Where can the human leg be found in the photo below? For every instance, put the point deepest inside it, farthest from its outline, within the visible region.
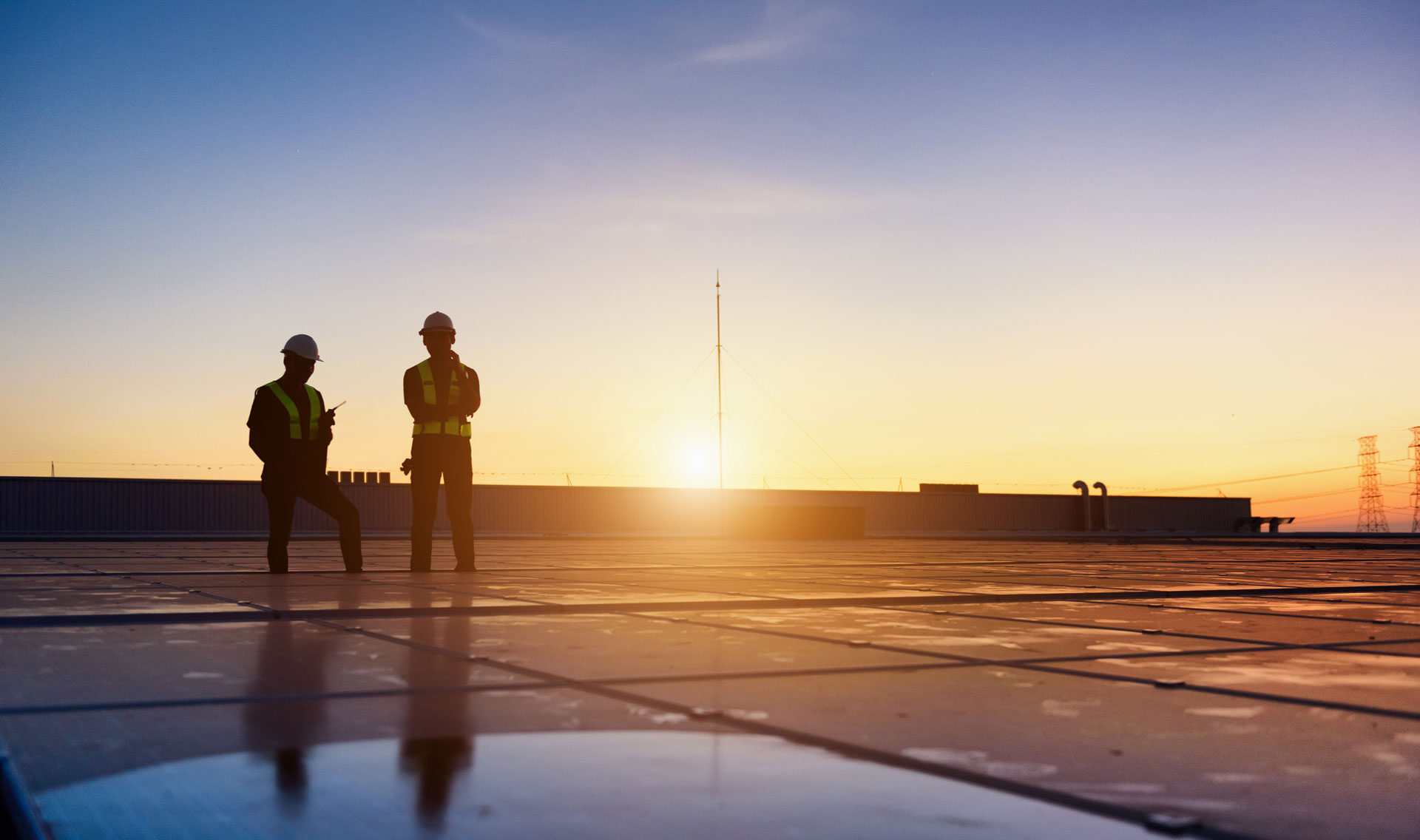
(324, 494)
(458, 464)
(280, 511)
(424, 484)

▶ **GOAL**
Format the data above as a numbered list, leaving out blank lines and the picture.

▶ **SOLUTION FOR THIS EXERCISE**
1. Where can the human leg be found in the photo below? For every instance, put the point deepest inside it, farthest from its outline, within the visible region.
2. (324, 494)
3. (458, 464)
4. (280, 511)
5. (424, 484)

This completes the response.